**Assignment**
Beginning with the line that has "Place one dot per instance of the catenary", reproduce each remaining line of the data exactly, down to and including the last.

**Recorded information**
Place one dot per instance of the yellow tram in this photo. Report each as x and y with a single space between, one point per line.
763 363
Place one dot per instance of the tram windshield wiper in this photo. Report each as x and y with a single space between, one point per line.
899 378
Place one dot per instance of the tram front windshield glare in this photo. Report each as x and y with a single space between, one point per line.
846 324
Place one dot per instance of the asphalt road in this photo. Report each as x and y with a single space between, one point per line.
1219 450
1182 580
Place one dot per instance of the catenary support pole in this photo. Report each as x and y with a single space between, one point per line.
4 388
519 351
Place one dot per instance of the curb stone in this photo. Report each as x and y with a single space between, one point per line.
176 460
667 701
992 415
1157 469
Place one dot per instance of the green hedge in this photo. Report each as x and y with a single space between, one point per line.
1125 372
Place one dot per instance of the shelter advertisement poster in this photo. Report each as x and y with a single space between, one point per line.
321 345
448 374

**Worked solution**
Place one dot per instance of the catenary support pole in this photo. Report each as x and y with a single space between, one point per line.
4 388
519 351
Place one dot per instance of the curb stone in this photo. Report each as x and y with a single space between, one point per line.
176 460
667 701
992 415
1157 469
Place one dot per instance of the green hedge in this photo. Report each as x and y with a single space between, one point per line.
1125 372
Place one dot per instance of the shelter advertisement poster in this photo. Report each as x and y with a single space between, one point per line.
321 345
448 374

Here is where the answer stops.